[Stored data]
==================================================

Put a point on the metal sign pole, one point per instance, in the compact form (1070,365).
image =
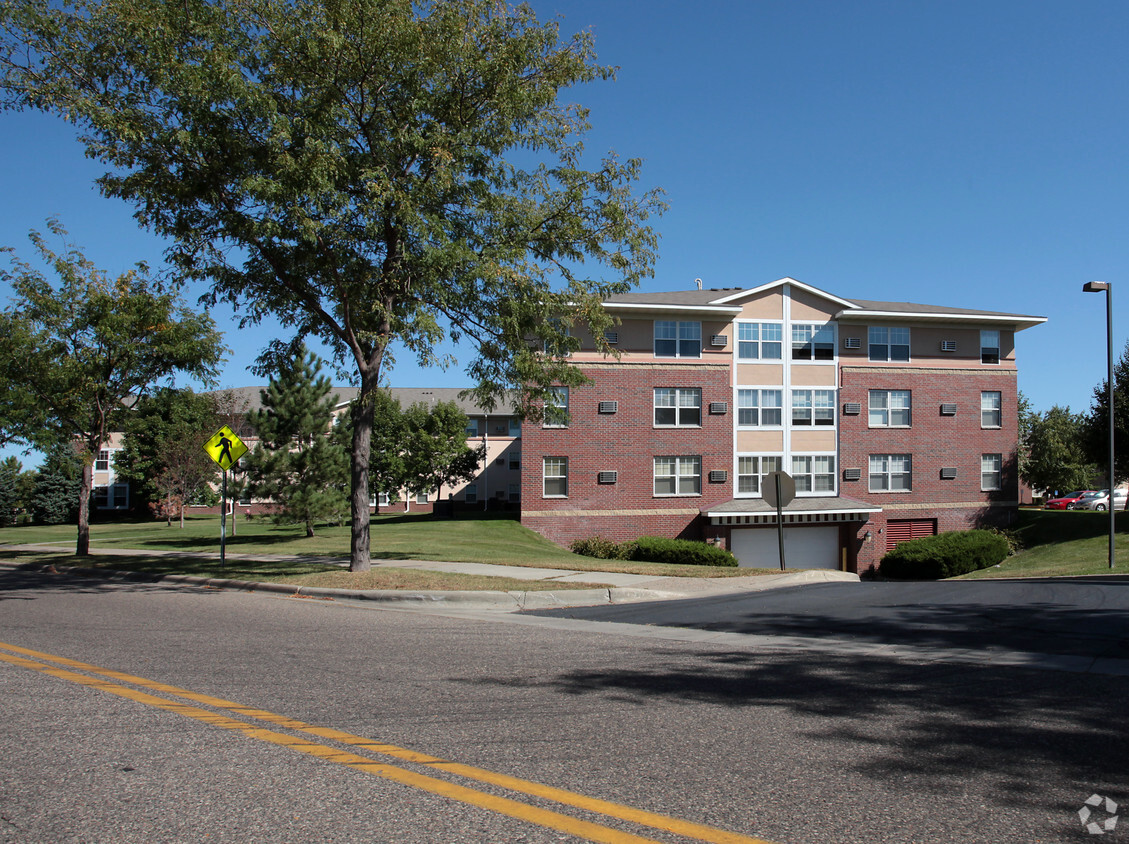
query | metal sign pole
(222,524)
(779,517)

==================================================

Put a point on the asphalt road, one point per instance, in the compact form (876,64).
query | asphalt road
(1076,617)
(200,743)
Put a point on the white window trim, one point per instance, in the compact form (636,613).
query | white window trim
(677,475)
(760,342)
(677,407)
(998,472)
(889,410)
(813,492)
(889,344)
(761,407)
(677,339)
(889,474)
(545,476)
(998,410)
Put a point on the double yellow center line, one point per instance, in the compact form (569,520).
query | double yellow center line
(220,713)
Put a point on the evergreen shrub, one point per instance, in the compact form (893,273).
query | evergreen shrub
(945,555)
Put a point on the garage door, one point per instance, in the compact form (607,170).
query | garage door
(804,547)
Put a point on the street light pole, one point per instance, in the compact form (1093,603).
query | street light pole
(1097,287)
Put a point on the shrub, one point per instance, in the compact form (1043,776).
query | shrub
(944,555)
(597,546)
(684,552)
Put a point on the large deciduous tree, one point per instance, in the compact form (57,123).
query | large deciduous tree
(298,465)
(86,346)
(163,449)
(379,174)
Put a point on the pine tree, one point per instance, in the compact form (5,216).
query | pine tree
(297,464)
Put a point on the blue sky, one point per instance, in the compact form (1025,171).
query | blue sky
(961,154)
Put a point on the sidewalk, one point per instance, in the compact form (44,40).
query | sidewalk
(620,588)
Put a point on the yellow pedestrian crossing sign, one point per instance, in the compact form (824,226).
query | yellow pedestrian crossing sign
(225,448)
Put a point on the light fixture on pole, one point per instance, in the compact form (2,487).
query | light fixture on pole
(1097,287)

==================================================

▶ [What is required]
Select every line of the records above that contains the word "deciduous", and copy each one.

▶ [Written answer]
Put a point on the large deciduous tree, one point per instance, in the compact form (57,123).
query | large deciduous tree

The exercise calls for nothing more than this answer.